Copy out the listing below word for word, omitting the pictures.

Begin GIVEN INFORMATION

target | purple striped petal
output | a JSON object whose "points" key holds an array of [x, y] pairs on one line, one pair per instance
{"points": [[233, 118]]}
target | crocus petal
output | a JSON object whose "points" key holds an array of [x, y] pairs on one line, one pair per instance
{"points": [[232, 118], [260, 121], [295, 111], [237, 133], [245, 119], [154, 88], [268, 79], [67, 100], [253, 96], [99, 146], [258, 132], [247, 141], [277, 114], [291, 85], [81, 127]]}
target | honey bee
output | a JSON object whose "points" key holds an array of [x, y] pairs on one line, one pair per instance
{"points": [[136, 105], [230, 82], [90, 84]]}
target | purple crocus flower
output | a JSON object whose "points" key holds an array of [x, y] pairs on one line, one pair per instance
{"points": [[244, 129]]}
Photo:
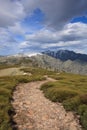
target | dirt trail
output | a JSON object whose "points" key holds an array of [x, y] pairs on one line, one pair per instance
{"points": [[35, 112]]}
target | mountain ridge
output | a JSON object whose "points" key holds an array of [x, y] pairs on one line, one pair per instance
{"points": [[65, 55]]}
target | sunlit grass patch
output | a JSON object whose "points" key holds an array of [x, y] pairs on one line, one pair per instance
{"points": [[71, 91]]}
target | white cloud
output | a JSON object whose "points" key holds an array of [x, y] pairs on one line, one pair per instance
{"points": [[72, 36], [10, 12], [57, 12]]}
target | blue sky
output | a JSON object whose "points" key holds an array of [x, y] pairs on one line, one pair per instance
{"points": [[32, 26]]}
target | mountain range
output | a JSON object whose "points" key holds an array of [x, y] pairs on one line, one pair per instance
{"points": [[61, 60], [65, 55]]}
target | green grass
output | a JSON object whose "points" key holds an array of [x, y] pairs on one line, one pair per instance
{"points": [[7, 86], [71, 91]]}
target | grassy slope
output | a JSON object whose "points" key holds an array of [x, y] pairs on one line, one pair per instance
{"points": [[71, 91], [7, 85]]}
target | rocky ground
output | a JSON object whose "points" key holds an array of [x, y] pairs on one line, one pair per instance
{"points": [[35, 112]]}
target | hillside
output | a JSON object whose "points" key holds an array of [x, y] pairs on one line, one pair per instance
{"points": [[76, 66], [65, 55]]}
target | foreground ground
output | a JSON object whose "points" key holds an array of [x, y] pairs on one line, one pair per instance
{"points": [[35, 112], [68, 89]]}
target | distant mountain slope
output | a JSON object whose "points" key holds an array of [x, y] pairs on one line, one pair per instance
{"points": [[65, 55], [70, 66], [67, 61]]}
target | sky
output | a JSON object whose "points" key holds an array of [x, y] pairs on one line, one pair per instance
{"points": [[33, 26]]}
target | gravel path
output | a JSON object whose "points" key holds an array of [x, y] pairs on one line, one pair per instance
{"points": [[35, 112]]}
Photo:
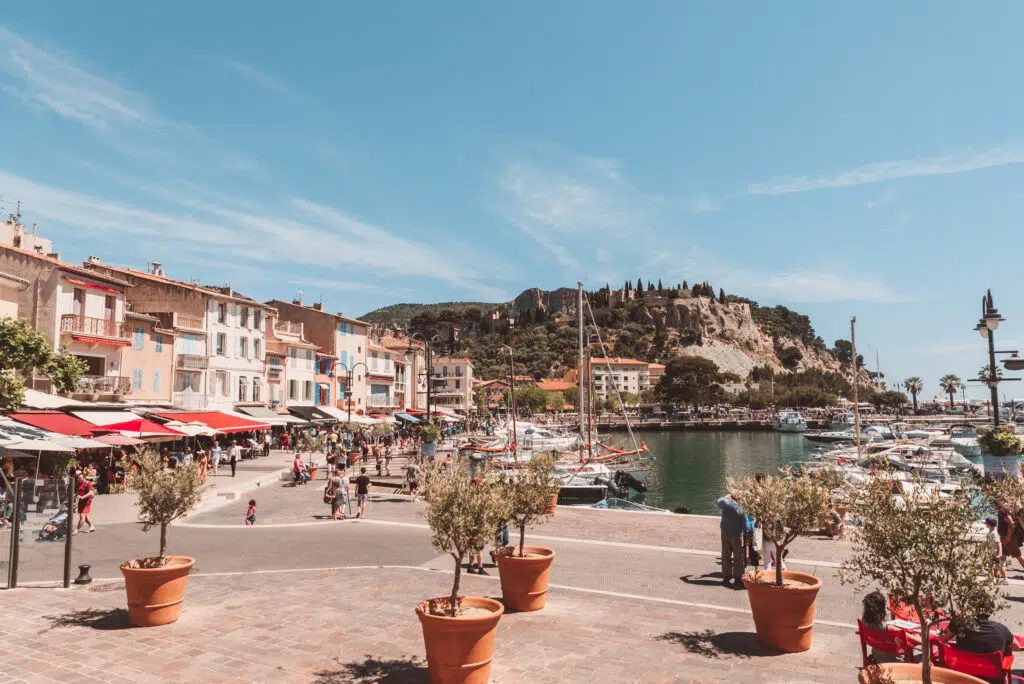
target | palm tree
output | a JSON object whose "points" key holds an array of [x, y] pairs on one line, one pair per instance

End GIVEN INFORMATION

RESPONSE
target | purple striped petal
output | a JSON object whose "points" key holds an array of [x, y] pairs on one line, one pair per instance
{"points": [[233, 118]]}
target | crocus petal
output | a JSON object whose "points" key holds an array of [x, y] pairs on one line, one pair per instance
{"points": [[232, 118], [260, 121], [295, 111], [237, 133], [245, 119], [154, 88], [268, 79], [67, 100], [253, 96], [99, 146], [258, 132], [247, 141], [277, 114], [291, 85], [81, 127]]}
target | honey bee
output | a JSON object whose "points" key holds an array of [x, y] pairs on one line, one pair per instance
{"points": [[136, 105], [230, 82], [90, 84]]}
target | purple crocus flower
output | a JSON object whose "points" key holds an array of [x, y] pairs on one line, one pair per instance
{"points": [[244, 129]]}
Photo:
target | dirt trail
output | a JSON object whose "points" key holds an array of [x, y] pairs on one line, one pair per instance
{"points": [[35, 112]]}
target | mountain ridge
output | a JSON object whose "points" key holds an array of [x, y] pairs on one line, one pair per instance
{"points": [[65, 55]]}
target | sunlit grass patch
output | a JSON object whose "points" key holds an array of [x, y] pairs on one line, one pair per instance
{"points": [[71, 91]]}
target | white cloud
output | a JSON object whose "points" key holds an array of [x, y] pairs on one line, one pair per instance
{"points": [[72, 36], [10, 12], [57, 12]]}
target | blue sky
output | a JSON object whose "points" key holds an array of [x, y] pairs on one line, one pair per instance
{"points": [[32, 26]]}
target | mountain range
output | a JSON object whose "points" key holds an array of [x, y] pairs on one line, one pair per instance
{"points": [[61, 60], [65, 55]]}
target | green grass
output | a JSON object whose "points" key holds an array of [x, y] pairs on one line, one pair per instance
{"points": [[7, 86], [71, 91]]}
target | grassy slope
output | a JSON object whose "points" key holds an array of [x, y] pairs on one line, one pair per instance
{"points": [[71, 91], [7, 85]]}
target | rocky ground
output | a JSON object whose "points" key holds an array of [x, y] pairs on one line, one pair per instance
{"points": [[35, 112]]}
target | hillside
output | a JSON object whose "points" key holds an array of [x, y] pairs on one line, one pair per instance
{"points": [[76, 66], [65, 55]]}
target | foreground ground
output | a JSON object whose "points" key holds an array of [x, y] pairs on one line, one pair per instance
{"points": [[35, 112], [68, 89]]}
target | distant mountain slope
output | a JSON object whose "points" key holds an array of [x, y] pairs on one line, one pair per instance
{"points": [[65, 55], [70, 66], [67, 61]]}
target | sky
output | a JSON object whose "points" key holds an array of [x, y] pairs on one line, one pair per instance
{"points": [[33, 26]]}
target | gravel path
output | a JSON object whose "points" key holds an array of [x, y] pairs on one line, one pair per instance
{"points": [[35, 112]]}
Photo:
target | palm tree
output | a JSON object whose "points" key holds an array of [x, y] pairs on one line, one pair per instance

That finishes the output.